____ STORED DATA
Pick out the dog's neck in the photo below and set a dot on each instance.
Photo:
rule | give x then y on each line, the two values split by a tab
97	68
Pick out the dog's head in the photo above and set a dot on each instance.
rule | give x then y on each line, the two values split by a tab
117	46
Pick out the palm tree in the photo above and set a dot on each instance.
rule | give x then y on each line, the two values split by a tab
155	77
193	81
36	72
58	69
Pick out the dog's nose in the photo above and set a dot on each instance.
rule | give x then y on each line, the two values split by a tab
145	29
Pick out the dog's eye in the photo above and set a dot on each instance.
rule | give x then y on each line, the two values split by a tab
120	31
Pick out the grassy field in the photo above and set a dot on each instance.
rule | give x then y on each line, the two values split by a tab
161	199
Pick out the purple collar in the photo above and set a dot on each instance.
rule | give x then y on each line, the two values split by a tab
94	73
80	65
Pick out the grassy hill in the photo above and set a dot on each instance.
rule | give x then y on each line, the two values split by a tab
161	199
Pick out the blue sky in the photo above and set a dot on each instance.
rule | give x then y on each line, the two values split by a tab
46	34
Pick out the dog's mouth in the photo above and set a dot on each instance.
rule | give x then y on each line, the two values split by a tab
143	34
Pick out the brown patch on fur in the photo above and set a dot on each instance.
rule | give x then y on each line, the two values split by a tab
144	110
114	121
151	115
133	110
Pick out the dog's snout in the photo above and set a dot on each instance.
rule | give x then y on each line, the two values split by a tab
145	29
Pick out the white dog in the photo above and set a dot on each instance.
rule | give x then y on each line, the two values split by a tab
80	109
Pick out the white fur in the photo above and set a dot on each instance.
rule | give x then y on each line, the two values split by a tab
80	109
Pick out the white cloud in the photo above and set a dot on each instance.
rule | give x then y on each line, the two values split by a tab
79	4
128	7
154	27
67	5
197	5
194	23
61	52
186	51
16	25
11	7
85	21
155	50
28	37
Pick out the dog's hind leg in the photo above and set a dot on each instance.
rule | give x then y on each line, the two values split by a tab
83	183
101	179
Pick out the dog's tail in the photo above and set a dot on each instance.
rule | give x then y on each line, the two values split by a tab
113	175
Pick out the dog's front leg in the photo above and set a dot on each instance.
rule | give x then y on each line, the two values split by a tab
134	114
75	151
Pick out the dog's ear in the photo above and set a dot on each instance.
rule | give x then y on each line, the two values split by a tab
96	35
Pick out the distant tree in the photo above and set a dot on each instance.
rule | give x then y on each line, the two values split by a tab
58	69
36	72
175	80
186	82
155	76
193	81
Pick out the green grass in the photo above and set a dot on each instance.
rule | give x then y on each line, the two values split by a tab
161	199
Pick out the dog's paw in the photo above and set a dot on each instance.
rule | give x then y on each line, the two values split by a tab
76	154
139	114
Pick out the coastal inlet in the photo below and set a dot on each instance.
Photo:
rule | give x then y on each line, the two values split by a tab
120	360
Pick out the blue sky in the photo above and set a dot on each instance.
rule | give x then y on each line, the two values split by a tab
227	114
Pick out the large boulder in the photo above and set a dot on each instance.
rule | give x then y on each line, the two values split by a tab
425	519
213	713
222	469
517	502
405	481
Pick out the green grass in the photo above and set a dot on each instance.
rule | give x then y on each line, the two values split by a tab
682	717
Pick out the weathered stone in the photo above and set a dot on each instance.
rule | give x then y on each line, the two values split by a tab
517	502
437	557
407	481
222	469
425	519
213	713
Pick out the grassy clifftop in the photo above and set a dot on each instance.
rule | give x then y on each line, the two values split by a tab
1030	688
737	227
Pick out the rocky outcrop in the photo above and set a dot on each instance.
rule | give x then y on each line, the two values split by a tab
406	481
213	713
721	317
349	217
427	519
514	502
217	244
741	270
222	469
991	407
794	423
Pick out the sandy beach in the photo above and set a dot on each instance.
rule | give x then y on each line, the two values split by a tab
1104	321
________
• STATED EXERCISE:
Please copy out everything in the rows above, from the line containing "Pick out the rocky" down to the last line of the rows, keeping each line exactly as it appears.

• SOLUTION TO THIS PROBLEM:
Pick out the rocky outcrop in the photo above and set a dot on each instance.
rule | give x then y on each line, the two values split by a tab
406	481
213	713
721	317
349	217
427	519
514	502
217	244
741	270
222	469
991	407
794	423
Pick out the sandy beach in the photo above and set a dot on each instance.
rule | give x then y on each line, the two values split by a tab
1104	321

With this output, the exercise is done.